▶ PROVIDED PASSAGE:
-- Start --

NOTE:  The original press release sent to you contained erroneous
information, please replace it with the attached corrected version.
Thank you.

FOR IMMEDIATE RELEASE
April 5, 2004

Contact:  Patricia Spitzley
               (517) 241-7397

DEQ Establishes Mining Work Group

The Michigan Department of Environmental Quality has announced the
formation of a new work group to review state laws and regulations on
metallic mineral mining.  The work group is the result of concerns over
mineral exploration in the western Upper Peninsula that may lead to the
opening of new mines.

Mining companies have recently identified deposits of zinc, copper,
nickel, gold, silver, and possibly other metals at two locations-one in
southern Menominee County and the other in northern Marquette County.
The companies are drilling additional test borings in both areas to
determine whether the deposits are of the size and quality required for
a profitable mining operation.  If a decision is made to proceed with
mining, it could be as much as three to five years before an actual
mining operation begins.

-- End --

▶ DATASET ROWS:
-- Start --

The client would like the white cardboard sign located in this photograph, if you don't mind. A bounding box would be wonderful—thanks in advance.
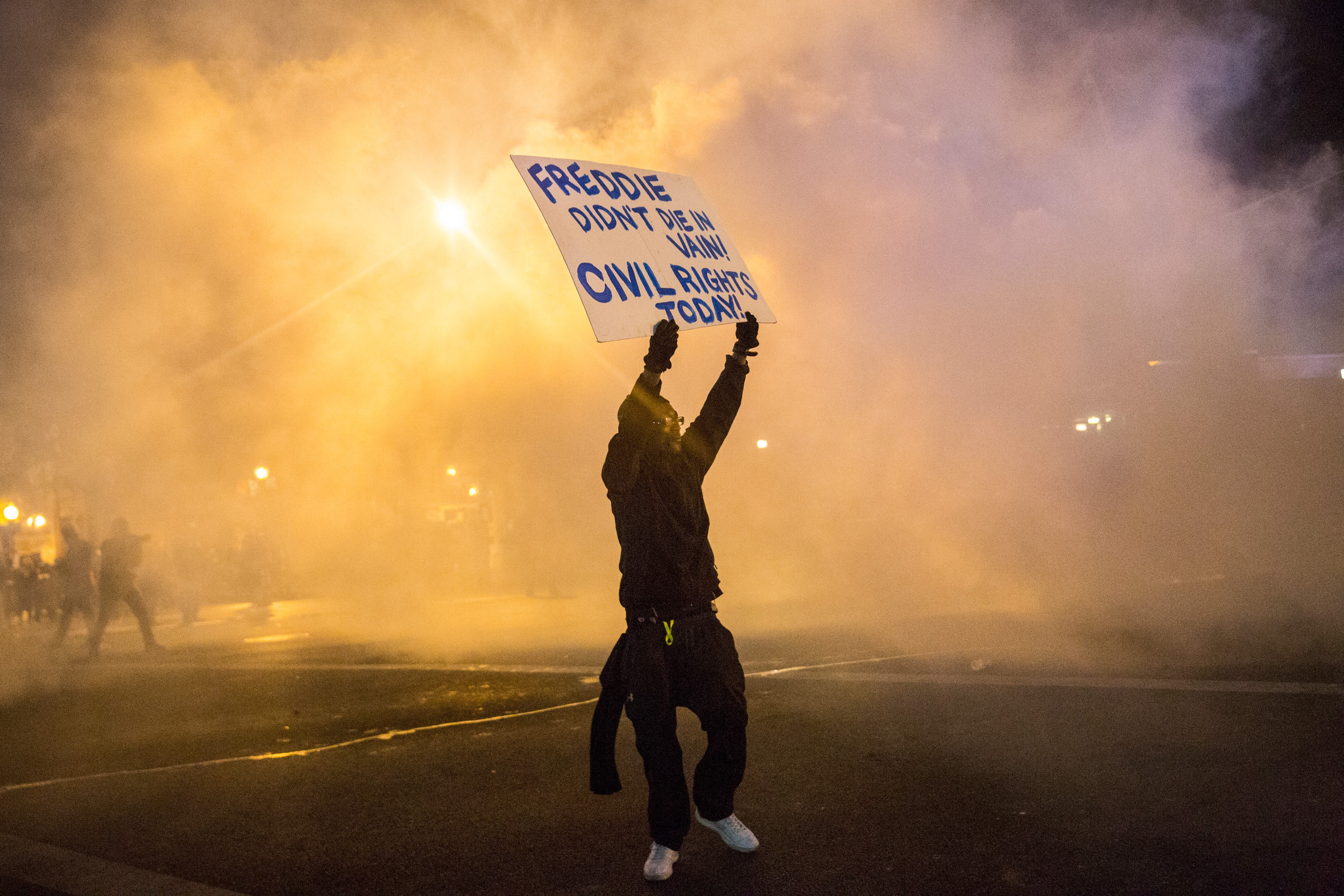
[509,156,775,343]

-- End --
-- Start --

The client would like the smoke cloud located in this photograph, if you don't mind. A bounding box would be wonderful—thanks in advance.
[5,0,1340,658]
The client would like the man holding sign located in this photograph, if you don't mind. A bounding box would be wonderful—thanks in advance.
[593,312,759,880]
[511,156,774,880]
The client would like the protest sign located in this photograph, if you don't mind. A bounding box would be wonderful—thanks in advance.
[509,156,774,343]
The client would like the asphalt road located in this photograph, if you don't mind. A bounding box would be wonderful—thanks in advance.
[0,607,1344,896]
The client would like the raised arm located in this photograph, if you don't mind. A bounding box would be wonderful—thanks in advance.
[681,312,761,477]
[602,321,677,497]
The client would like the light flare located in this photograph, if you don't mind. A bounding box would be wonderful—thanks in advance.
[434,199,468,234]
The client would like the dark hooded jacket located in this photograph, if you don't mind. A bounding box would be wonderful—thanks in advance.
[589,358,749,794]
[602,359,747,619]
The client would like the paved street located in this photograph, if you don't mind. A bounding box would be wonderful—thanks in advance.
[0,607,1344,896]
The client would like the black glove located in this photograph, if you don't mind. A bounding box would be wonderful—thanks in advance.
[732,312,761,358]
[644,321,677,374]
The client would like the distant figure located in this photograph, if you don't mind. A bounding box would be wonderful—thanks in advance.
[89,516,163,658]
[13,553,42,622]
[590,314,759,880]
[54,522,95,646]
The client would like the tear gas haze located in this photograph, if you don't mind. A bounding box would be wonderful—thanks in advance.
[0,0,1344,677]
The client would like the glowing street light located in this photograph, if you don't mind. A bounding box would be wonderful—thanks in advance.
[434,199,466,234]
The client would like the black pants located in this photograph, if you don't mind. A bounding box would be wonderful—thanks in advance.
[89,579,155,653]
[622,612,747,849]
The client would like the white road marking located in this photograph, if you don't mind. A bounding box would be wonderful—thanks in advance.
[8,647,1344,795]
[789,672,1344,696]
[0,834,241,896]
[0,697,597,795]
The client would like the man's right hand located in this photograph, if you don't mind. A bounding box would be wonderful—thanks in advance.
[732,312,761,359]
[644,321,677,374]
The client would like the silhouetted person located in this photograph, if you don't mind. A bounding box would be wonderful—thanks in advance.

-- End --

▶ TO BE DONE:
A. In the mining press release, in which two counties did mining companies identify metal deposits?
B. Print everything in the mining press release from "DEQ Establishes Mining" down to "of new mines.".
C. List every metal that the mining press release names as having been found in the deposits.

▶ ANSWERS GIVEN:
A. Southern Menominee County and northern Marquette County.

B.
DEQ Establishes Mining Work Group

The Michigan Department of Environmental Quality has announced the
formation of a new work group to review state laws and regulations on
metallic mineral mining.  The work group is the result of concerns over
mineral exploration in the western Upper Peninsula that may lead to the
opening of new mines.

C. zinc, copper, nickel, gold, silver